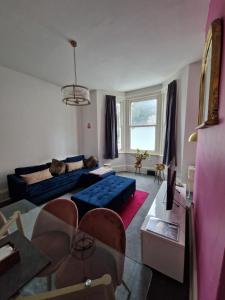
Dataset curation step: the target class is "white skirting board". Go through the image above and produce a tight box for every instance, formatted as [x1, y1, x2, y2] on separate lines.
[189, 204, 198, 300]
[112, 164, 155, 175]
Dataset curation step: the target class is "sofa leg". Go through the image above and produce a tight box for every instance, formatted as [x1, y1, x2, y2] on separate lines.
[122, 280, 131, 300]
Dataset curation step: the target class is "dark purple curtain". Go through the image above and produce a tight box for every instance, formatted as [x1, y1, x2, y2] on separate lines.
[163, 80, 177, 166]
[104, 95, 118, 159]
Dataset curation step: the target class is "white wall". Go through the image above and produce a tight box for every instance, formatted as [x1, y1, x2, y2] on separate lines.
[182, 61, 201, 181]
[78, 90, 99, 158]
[176, 67, 189, 180]
[0, 65, 79, 197]
[163, 61, 201, 182]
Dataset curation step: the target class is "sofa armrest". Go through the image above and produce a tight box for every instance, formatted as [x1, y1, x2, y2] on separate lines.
[7, 174, 27, 201]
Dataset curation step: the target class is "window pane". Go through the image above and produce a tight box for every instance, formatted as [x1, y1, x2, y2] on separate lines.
[131, 99, 157, 126]
[130, 127, 155, 151]
[116, 103, 121, 150]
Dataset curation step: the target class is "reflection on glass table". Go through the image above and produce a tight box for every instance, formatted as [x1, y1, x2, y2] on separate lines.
[0, 199, 152, 300]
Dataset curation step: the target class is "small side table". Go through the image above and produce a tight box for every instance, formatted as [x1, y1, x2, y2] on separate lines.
[154, 164, 165, 184]
[187, 166, 195, 198]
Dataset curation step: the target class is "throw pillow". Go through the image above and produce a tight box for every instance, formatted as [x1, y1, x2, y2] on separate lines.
[66, 160, 84, 172]
[84, 156, 98, 168]
[49, 159, 66, 176]
[21, 169, 52, 185]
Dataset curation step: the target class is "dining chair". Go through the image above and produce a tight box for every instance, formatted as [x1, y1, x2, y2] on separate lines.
[78, 208, 130, 297]
[55, 208, 129, 298]
[31, 198, 78, 277]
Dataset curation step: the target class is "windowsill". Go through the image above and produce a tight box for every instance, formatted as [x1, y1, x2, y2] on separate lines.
[118, 151, 163, 157]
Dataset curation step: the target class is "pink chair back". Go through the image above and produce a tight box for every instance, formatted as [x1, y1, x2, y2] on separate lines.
[79, 208, 126, 284]
[32, 199, 78, 243]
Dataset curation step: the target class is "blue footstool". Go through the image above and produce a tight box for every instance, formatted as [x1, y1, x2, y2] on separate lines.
[71, 175, 136, 218]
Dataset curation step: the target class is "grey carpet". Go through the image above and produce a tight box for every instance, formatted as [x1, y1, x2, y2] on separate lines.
[119, 172, 160, 262]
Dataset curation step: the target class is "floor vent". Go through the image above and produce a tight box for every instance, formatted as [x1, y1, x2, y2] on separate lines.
[147, 170, 155, 176]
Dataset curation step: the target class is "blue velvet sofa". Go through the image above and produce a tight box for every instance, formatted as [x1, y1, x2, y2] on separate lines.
[7, 155, 98, 205]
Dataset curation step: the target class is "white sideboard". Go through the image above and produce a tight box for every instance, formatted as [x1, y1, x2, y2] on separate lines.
[140, 181, 186, 282]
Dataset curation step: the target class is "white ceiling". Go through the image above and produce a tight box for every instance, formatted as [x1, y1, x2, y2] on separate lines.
[0, 0, 209, 91]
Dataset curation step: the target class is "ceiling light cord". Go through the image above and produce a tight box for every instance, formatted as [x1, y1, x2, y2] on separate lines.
[74, 46, 77, 85]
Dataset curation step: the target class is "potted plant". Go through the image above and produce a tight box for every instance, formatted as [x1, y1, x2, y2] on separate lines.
[134, 149, 150, 173]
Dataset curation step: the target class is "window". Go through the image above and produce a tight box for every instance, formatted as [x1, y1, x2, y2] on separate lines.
[129, 98, 159, 152]
[115, 93, 162, 154]
[116, 102, 122, 151]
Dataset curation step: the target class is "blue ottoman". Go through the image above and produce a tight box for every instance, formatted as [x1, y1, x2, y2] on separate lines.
[71, 175, 136, 218]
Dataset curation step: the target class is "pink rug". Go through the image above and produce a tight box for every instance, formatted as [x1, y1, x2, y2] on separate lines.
[118, 190, 149, 229]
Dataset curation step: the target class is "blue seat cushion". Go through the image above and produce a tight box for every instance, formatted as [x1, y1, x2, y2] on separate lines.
[71, 175, 136, 216]
[26, 168, 90, 198]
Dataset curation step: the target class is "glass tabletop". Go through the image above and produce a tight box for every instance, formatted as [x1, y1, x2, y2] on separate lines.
[1, 199, 152, 300]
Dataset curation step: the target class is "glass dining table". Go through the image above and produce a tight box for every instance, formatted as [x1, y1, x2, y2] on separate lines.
[0, 199, 152, 300]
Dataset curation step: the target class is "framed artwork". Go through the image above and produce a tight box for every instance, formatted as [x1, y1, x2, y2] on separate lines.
[197, 18, 223, 128]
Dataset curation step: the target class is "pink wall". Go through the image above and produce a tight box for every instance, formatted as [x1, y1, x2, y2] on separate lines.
[194, 0, 225, 299]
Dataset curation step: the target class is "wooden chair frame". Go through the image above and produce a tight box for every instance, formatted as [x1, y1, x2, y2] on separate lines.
[15, 274, 115, 300]
[0, 211, 24, 238]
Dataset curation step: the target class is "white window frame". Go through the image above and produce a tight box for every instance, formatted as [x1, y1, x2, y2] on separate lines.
[127, 94, 162, 155]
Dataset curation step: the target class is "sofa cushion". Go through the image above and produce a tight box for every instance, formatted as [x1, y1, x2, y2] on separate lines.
[26, 168, 89, 198]
[66, 155, 85, 163]
[66, 161, 84, 172]
[21, 169, 53, 185]
[49, 159, 66, 176]
[15, 164, 48, 176]
[84, 156, 98, 169]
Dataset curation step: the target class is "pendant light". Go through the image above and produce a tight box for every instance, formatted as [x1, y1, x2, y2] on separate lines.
[62, 40, 90, 106]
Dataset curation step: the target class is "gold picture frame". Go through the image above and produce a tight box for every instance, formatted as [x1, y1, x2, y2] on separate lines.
[197, 18, 223, 128]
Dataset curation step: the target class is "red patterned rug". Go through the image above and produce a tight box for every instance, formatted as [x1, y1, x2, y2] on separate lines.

Description of the task
The entries above need to be output again in full, exactly, and without pictures.

Task answer
Dataset curation step: the target class is "white skirting board". Go through the image above and produce a tight box for every instance, formatted as [x1, y1, x2, y2] on separate lines.
[189, 204, 198, 300]
[112, 164, 155, 175]
Dataset curation step: the target class is "sofa leg". Go through the image above and produce a tight box for every instance, formatted as [x1, y1, x2, y2] on separate lines.
[122, 280, 131, 300]
Dataset curation step: the target class is "dark purple curtain". Go through the image above and produce a tight box for every instance, formatted as [x1, y1, x2, y2] on separate lines.
[163, 80, 177, 166]
[104, 95, 118, 159]
Dataset curation step: the target class is "white wall". Go through the image above and produce a tight box for every instance, formatted as [x1, y1, x2, y2] on separate lines.
[182, 61, 201, 181]
[78, 90, 99, 158]
[176, 67, 189, 180]
[0, 65, 79, 197]
[163, 61, 201, 182]
Dataset curation step: the target class is "sofa armrest". Go through the image above and produce a tight box for every instance, formatted as [x1, y1, x2, y2] on separate lines.
[7, 174, 27, 201]
Dataset curation step: the target class is "window pane". Go through the image above and produce a tight box for every instance, formatted as [x1, y1, x2, y2] on separate lines.
[131, 99, 157, 126]
[130, 127, 155, 151]
[116, 103, 121, 150]
Dataset curation step: the target class is "reflection on glass table". Go through the image above and produce a tight box for every instance, formatted as [x1, y1, x2, y2] on separate lines.
[0, 199, 152, 300]
Dataset curation step: the target class is "small side table". Go through the image above and produce a tight box for every instance, formatted as [x1, y1, x2, y2] on separate lines.
[154, 164, 165, 184]
[187, 166, 195, 198]
Dataset curation step: the target class is "throw pillow". Go through the image above and produce a tight box for every instance, formatted as [x1, y1, x2, y2] on separate lines.
[66, 160, 84, 172]
[84, 156, 98, 168]
[49, 159, 66, 176]
[21, 169, 52, 185]
Dataset curation step: the target class is "dining chair". Go through the image above and produce a tight box for every instance, formatted as [x1, y1, x2, y2] on separate lines.
[78, 208, 130, 297]
[55, 208, 129, 298]
[31, 198, 78, 277]
Dataset curation step: the target class is "windowsill". Go through the image above and produce a tight box for every instance, formatted as [x1, y1, x2, y2] on separate lines.
[118, 151, 163, 157]
Dataset curation step: the target class is "pink chair back". Go through the image above and produce a tight box for every instance, formatted as [x1, y1, x2, y2] on separate lines.
[79, 208, 126, 284]
[32, 199, 78, 243]
Dataset curation step: the target class is "blue footstool". Go through the image above and produce a tight box for every instance, formatted as [x1, y1, x2, y2] on separate lines.
[71, 175, 136, 218]
Dataset curation step: the target class is "grey carpet". Go through the image above and produce a tight box for every instance, formatted as [x1, y1, x2, y2] on separate lines.
[119, 172, 160, 262]
Dataset curation step: the target class is "floor vent". Go through the image above and produce a tight box for every instance, formatted as [x1, y1, x2, y2] on separate lines.
[147, 170, 155, 176]
Dataset curation step: the target class is "blue velvet sofa". Go through the image above and produce a tight box for every instance, formatted as [x1, y1, x2, y2] on separate lines.
[7, 155, 98, 205]
Dataset curation step: the target class is "white sideboard". Go through the image above and produce a tight box for every instance, formatted as [x1, y1, x2, y2] on separate lines.
[140, 181, 186, 282]
Dataset curation step: the target class is "white ceiling". Go through the image above and produce a tight box for every instance, formatted as [x1, y1, x2, y2] on separate lines.
[0, 0, 209, 91]
Dataset curation step: the target class is "ceiling light cord". Go through the image above and produce a tight box for every instance, formatted as [x1, y1, x2, y2] on separate lines.
[74, 46, 77, 85]
Dataset curation step: the target class is "potted plant". Go through the image above and produce a tight box for every instance, formatted as [x1, y1, x2, y2] on separate lines.
[134, 149, 150, 173]
Dataset curation step: the target class is "window". Go through the image above and produce a tight box for every instance, formatted as [x1, y1, x2, y2] on separate lines.
[129, 98, 159, 152]
[115, 93, 162, 154]
[116, 102, 122, 151]
Dataset curation step: the target class is "blue ottoman". Go through the image above and produce a tight box for every instance, formatted as [x1, y1, x2, y2] on separate lines.
[71, 175, 136, 218]
Dataset curation step: the target class is "pink rug". Go through the image above and produce a tight box for every instance, formatted as [x1, y1, x2, y2] on separate lines.
[118, 190, 149, 229]
Dataset curation step: the target class is "blue seat cushion". Go through the image above and produce a tight box for every instance, formatted as [x1, y1, x2, y2] on separate lines.
[71, 175, 136, 216]
[26, 168, 90, 198]
Dataset curation step: the target class is "glass tabletop". Go through the image above and produce a tight box for every instance, formatted as [x1, y1, x2, y2] on separate lines.
[1, 199, 152, 300]
Dataset curation step: the target class is "glass dining table". Go through the image above and produce a tight box for every instance, formatted as [x1, y1, x2, y2] on separate lines.
[0, 199, 152, 300]
Dataset curation step: the target class is "framed artwork". Go through the image above and produce a tight box for every instance, formatted as [x1, y1, x2, y2] on separate lines.
[197, 18, 223, 128]
Dataset curation step: the target class is "pink wall". Go through the image above and produce a tight box for every instance, formatted as [x1, y1, x2, y2] on separate lines.
[194, 0, 225, 299]
Dataset curation step: the target class is "wooden chair frame". Go through the image above and produce a tight box for every instance, formatted as [x1, y1, x2, y2] on separate lines.
[15, 274, 115, 300]
[0, 211, 24, 238]
Dataset curation step: the target class is "white window frame". Go through the image above and produce a tight box for every instance, formatted as [x1, y1, x2, y2] on separate lines.
[127, 94, 162, 155]
Dataset curation step: the target class is "sofa cushion". Go through the image above and produce a tight box for every instance, formatted as [x1, y1, x2, y2] on separate lines.
[26, 168, 89, 198]
[66, 155, 85, 163]
[66, 161, 84, 172]
[21, 169, 53, 185]
[49, 159, 66, 176]
[15, 164, 48, 176]
[84, 156, 98, 169]
Dataset curation step: the target class is "pendant light". Go through the image above and produce a tight box for every instance, formatted as [x1, y1, x2, y2] on separate lines.
[62, 40, 90, 106]
Dataset curation step: the target class is "gold picture frame". Go through the image above and produce a tight box for every instance, formatted as [x1, y1, x2, y2] on separate lines.
[197, 18, 223, 128]
Dataset curation step: the target class is "red patterned rug". Go through the image above and produce a tight box for every instance, formatted as [x1, y1, x2, y2] on separate lines.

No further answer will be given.